:: EXERCISE PROMPT ::
How many of the lines below contain the word "basket", with case counting? Reply with the number alone.

:: EXTRACTED DATA ::
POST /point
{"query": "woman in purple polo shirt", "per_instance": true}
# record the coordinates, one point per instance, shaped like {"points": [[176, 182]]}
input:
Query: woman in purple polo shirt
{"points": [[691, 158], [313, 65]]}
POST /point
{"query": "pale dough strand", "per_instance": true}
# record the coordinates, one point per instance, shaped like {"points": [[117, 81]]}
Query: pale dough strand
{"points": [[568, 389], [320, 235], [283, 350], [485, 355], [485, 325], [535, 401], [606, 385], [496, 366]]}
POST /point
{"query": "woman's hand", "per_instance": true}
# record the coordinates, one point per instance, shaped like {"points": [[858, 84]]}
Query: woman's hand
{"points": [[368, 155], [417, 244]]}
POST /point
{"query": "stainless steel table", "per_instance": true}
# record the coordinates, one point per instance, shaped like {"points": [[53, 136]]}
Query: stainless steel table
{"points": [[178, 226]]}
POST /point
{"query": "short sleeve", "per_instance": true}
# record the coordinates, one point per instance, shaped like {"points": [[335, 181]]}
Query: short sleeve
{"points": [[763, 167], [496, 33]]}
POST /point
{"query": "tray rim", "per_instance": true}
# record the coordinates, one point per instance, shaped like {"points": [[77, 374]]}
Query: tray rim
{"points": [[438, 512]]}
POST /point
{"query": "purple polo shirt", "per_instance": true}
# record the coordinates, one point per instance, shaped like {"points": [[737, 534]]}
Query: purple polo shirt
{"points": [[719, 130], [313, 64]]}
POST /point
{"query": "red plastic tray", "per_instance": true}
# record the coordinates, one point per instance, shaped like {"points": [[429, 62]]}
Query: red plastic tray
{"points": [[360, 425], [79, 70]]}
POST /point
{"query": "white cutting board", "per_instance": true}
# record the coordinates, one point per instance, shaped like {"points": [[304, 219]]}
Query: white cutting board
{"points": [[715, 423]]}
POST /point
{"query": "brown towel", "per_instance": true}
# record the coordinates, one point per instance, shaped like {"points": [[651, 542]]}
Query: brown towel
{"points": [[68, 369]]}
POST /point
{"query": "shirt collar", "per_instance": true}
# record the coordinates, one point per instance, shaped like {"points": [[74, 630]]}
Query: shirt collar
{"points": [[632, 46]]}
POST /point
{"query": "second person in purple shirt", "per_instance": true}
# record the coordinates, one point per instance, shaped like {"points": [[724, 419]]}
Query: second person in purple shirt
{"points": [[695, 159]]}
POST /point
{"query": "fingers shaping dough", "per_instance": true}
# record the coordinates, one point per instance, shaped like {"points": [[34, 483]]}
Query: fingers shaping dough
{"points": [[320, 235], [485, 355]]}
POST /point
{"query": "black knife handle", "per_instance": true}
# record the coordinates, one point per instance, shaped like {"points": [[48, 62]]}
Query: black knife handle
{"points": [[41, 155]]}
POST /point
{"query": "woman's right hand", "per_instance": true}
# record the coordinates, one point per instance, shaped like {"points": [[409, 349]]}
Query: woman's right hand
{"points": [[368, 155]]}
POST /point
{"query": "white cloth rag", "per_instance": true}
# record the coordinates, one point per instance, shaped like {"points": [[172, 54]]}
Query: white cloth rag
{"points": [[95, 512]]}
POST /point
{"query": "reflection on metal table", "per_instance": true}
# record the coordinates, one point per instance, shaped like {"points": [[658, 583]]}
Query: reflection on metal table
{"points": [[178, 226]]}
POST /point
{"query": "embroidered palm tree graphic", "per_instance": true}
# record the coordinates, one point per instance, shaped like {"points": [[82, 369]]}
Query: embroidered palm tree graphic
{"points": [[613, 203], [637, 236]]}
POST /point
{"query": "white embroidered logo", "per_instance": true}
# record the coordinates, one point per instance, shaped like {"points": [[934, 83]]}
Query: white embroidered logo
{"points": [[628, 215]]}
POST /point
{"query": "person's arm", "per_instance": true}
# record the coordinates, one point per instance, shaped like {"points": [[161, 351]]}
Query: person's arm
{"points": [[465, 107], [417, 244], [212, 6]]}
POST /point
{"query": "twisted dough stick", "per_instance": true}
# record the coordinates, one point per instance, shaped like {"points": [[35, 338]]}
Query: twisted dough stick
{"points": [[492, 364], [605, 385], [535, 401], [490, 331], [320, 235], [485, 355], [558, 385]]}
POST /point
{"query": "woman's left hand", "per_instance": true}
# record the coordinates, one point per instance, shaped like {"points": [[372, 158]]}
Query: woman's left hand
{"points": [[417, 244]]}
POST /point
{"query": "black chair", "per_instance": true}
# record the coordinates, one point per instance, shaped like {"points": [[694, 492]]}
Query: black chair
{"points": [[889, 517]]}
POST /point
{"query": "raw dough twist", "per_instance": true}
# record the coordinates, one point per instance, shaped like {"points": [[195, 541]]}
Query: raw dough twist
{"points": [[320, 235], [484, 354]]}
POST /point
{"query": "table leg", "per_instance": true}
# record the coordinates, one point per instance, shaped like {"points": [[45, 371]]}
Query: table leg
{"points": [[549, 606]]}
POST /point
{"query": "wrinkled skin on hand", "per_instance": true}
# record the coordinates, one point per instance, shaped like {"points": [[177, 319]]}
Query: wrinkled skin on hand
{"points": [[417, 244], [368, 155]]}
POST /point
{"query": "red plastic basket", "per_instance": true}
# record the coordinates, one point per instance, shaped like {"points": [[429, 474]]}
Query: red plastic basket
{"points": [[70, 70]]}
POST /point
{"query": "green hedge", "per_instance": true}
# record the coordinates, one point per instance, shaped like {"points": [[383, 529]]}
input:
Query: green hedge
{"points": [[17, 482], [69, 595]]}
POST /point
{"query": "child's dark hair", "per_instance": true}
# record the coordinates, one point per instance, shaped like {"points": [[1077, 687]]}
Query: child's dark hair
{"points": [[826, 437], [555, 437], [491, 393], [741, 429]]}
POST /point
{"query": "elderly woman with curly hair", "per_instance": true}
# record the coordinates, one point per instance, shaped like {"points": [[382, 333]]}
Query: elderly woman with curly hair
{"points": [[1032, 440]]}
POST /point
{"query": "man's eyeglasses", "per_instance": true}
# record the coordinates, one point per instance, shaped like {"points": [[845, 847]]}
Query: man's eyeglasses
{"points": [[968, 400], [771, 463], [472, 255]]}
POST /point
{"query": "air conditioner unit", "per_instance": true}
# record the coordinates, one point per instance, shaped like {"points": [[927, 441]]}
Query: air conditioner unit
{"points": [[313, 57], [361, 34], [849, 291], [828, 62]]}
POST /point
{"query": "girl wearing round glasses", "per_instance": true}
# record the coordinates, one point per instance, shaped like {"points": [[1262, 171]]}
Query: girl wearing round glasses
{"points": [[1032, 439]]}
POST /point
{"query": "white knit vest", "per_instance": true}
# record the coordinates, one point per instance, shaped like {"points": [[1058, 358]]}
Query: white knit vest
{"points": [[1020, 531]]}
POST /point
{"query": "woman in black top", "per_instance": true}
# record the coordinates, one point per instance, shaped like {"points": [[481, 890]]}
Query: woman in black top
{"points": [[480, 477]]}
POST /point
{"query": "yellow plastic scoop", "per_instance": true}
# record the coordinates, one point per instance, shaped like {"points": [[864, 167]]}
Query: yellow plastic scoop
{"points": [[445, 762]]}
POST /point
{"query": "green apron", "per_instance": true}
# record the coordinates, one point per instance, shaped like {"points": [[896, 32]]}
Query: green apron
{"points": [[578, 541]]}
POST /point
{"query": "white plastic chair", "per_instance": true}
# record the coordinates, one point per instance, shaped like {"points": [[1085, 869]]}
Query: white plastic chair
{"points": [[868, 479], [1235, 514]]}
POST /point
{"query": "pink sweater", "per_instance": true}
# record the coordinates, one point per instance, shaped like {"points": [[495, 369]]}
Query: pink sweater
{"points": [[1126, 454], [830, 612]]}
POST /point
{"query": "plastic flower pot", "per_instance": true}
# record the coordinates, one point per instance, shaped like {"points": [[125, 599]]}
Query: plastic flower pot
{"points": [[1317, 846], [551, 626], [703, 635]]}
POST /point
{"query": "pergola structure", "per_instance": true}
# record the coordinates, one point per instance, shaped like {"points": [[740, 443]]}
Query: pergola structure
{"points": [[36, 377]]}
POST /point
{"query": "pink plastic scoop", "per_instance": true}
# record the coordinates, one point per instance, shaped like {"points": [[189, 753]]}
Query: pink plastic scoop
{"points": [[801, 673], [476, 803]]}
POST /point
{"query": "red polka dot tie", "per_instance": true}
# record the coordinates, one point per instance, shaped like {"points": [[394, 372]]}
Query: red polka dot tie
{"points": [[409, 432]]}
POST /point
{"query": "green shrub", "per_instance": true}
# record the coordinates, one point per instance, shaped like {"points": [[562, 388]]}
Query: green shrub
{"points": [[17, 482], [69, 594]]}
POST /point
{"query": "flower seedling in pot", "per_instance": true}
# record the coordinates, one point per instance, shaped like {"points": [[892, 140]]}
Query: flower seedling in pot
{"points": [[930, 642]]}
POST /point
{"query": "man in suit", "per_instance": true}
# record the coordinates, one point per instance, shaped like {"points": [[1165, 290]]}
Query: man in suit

:: SOLVED EXERCISE ::
2